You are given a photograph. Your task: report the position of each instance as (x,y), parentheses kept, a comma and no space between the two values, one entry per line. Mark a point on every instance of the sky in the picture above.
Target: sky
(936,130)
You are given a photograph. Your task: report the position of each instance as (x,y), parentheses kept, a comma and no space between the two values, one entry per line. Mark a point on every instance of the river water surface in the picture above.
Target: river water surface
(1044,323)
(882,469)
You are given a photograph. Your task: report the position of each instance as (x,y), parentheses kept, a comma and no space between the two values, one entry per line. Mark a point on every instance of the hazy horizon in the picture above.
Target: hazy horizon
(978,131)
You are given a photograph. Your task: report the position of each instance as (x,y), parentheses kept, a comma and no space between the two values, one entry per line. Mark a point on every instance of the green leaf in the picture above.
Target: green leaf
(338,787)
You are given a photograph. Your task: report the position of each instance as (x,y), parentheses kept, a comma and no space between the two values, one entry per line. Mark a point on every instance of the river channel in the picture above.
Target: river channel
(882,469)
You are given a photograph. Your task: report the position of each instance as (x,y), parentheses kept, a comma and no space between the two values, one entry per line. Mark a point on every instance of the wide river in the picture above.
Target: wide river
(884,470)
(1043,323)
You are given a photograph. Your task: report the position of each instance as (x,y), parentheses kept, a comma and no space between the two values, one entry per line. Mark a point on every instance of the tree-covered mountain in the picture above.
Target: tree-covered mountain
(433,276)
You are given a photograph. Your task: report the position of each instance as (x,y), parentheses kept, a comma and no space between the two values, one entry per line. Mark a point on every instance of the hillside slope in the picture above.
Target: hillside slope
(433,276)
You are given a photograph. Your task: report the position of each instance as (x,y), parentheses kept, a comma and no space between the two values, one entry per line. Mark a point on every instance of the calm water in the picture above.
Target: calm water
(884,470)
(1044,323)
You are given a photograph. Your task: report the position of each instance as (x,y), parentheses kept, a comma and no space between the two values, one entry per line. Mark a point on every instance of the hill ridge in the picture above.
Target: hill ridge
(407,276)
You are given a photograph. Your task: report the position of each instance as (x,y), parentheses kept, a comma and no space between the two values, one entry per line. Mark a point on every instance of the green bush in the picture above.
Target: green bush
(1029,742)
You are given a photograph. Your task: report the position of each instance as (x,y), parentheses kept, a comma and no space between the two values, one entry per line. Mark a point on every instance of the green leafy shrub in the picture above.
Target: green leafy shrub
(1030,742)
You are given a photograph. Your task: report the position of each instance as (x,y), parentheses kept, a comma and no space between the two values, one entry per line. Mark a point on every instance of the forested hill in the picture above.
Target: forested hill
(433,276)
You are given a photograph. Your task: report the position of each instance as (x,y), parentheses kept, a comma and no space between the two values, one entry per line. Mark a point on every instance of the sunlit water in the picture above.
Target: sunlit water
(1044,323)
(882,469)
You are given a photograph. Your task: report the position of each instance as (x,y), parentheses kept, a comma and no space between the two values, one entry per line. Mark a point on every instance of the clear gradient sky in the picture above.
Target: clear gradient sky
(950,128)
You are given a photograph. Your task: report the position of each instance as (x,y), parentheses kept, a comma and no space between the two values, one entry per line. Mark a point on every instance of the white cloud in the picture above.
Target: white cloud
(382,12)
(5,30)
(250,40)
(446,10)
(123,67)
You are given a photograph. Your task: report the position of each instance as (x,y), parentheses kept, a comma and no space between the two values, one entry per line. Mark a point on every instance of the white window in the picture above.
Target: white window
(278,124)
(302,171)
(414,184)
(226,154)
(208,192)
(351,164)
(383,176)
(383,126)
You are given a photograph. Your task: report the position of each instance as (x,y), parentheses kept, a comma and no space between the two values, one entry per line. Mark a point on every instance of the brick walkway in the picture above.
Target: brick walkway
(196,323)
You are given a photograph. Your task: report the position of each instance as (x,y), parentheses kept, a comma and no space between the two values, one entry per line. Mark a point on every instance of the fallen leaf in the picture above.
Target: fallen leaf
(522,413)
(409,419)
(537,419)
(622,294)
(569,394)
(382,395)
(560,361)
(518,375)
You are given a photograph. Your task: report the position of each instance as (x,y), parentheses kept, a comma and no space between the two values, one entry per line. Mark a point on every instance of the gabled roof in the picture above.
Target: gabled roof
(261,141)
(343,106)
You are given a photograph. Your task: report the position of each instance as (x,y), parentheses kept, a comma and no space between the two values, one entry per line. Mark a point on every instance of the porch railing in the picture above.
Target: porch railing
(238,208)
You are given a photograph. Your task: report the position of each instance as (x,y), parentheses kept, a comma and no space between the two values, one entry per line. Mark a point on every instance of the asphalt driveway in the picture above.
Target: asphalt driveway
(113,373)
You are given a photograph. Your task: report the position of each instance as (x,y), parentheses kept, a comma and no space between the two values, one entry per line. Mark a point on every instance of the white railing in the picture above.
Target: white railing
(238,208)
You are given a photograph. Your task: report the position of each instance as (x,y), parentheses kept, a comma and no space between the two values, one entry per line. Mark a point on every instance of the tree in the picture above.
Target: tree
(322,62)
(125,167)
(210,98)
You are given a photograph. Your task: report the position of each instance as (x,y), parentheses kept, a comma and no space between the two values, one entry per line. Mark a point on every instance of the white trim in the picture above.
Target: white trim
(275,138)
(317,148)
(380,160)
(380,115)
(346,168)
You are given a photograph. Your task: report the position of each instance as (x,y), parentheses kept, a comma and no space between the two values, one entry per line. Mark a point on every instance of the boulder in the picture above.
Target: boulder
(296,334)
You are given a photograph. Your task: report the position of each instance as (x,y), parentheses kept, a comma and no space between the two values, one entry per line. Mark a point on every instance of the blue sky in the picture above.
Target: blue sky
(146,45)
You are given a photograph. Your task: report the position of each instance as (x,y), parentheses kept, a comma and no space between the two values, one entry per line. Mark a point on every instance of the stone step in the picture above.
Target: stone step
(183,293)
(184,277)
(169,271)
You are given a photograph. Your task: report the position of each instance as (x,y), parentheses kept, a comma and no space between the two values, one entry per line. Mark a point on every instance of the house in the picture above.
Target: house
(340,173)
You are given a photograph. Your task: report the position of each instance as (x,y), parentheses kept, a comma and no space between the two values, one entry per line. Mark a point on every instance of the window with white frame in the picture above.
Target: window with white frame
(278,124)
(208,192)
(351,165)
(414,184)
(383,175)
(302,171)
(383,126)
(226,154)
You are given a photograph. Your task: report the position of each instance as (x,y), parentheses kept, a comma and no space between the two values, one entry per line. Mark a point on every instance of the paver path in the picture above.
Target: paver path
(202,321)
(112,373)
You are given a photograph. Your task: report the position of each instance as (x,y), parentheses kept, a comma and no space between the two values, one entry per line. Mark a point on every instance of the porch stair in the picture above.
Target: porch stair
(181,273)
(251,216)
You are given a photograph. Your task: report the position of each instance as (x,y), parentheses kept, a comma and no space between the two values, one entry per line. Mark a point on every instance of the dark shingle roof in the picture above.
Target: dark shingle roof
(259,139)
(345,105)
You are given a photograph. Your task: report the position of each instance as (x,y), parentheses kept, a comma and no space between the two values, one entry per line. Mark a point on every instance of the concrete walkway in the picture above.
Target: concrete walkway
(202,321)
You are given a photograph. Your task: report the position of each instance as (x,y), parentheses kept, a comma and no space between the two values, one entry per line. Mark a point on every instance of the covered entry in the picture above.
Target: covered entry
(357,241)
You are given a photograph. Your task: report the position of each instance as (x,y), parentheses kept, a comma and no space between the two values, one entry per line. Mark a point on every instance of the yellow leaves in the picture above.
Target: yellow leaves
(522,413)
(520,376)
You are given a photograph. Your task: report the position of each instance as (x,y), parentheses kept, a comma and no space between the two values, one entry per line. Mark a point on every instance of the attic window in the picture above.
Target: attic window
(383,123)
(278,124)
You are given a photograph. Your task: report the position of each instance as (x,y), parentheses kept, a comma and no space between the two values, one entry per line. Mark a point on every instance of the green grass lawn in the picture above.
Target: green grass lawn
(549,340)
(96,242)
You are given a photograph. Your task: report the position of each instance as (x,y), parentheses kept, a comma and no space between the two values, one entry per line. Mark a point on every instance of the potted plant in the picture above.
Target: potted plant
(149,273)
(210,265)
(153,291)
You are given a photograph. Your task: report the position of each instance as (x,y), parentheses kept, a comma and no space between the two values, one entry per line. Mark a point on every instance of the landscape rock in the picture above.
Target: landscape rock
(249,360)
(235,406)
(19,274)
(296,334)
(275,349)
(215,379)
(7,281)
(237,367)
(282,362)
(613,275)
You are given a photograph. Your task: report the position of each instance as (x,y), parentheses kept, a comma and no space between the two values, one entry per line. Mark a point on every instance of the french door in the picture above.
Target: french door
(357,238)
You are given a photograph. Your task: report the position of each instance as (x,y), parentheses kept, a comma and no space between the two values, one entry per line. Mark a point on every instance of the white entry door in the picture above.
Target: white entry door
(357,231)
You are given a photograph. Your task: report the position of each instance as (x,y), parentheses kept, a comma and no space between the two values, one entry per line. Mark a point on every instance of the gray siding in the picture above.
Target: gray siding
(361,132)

- Your task: Repeat exactly, and only, the lines of the records above, starting with the line that contains "rock in the picture above." and ending with the final line, both included.

- Answer to this exercise:
You are given a photograph. Your task: report the position of each instance as (x,y), parentheses kept, a comma and no space between the two values, one entry per line. Mark a point on every instance of the landscape rock in the picture above.
Target: landscape rock
(249,360)
(235,406)
(19,274)
(296,334)
(275,349)
(215,379)
(7,281)
(237,367)
(282,362)
(613,275)
You are given a photograph. Your task: report the position of each instance as (x,y), parentheses kept, a comma and no space between the two values, one entry per line. Mark a point on every instance of the french door in the picture above.
Target: french door
(357,238)
You are given a photograph. Your task: report the position of each instance as (x,y), parentheses kept, a comma and no space between the two values, one entry per line. Mark a point on every instance of the white entry door in the picture above.
Target: white entry door
(357,231)
You are given a photograph. Your task: report the position of each instance as (x,y), parentheses kept, a comma and no space between the two values, one entry per line. Mark a point on every instance of the gray siding in the picture above.
Target: gray siding
(361,132)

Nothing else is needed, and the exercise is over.